**Task description:**
Copy every line of the data below, requests included, but scale each coordinate in the answers by 0.3 and round it to a whole number, with halves rounded up. Leave the pictures out of your answer.

──────────────────────────────

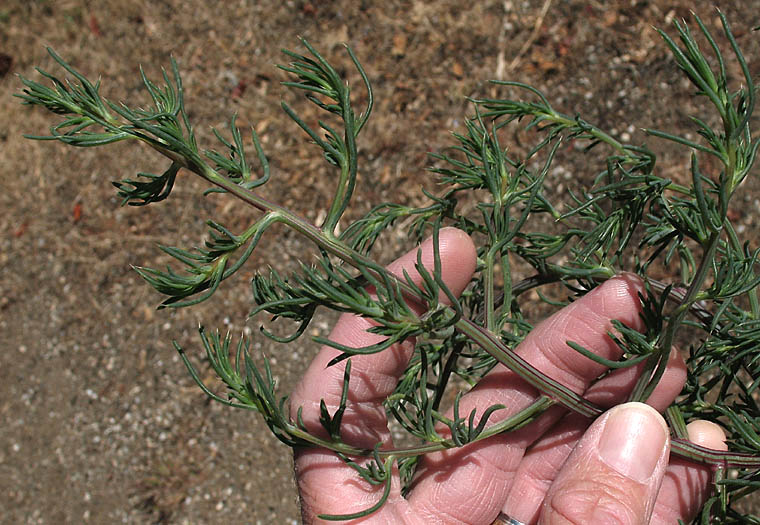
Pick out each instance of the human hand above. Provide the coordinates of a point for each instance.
(561, 468)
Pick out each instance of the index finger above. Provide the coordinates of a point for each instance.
(326, 483)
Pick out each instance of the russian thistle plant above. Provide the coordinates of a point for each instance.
(628, 218)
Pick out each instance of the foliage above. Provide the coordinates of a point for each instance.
(629, 218)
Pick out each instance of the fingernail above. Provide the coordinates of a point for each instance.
(633, 440)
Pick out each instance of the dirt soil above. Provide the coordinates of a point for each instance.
(100, 421)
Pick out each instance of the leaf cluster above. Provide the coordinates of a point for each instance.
(628, 218)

──────────────────────────────

**Written reply:**
Pick out each instance of the human hand above. Provide the coordinates of a point for each instance.
(168, 140)
Pick out each instance of the index finger above. Provide the coordinates of a point for each instance.
(98, 145)
Pick out each instance of the russian thistle plant above. Provide the coordinates of a point for each instance.
(188, 65)
Pick out each instance of the foliage above. Provide the coordinates of a point for each instance.
(189, 65)
Pick out each instance of the fingernail above. Provide the coordinates of a point for each instance.
(190, 132)
Pick out each instance of the dirt soil above. Provide the coordinates of a point for each instance.
(30, 126)
Pick out each instance of the leaf cluster above. Provide the coordinates of a point for each instance.
(188, 65)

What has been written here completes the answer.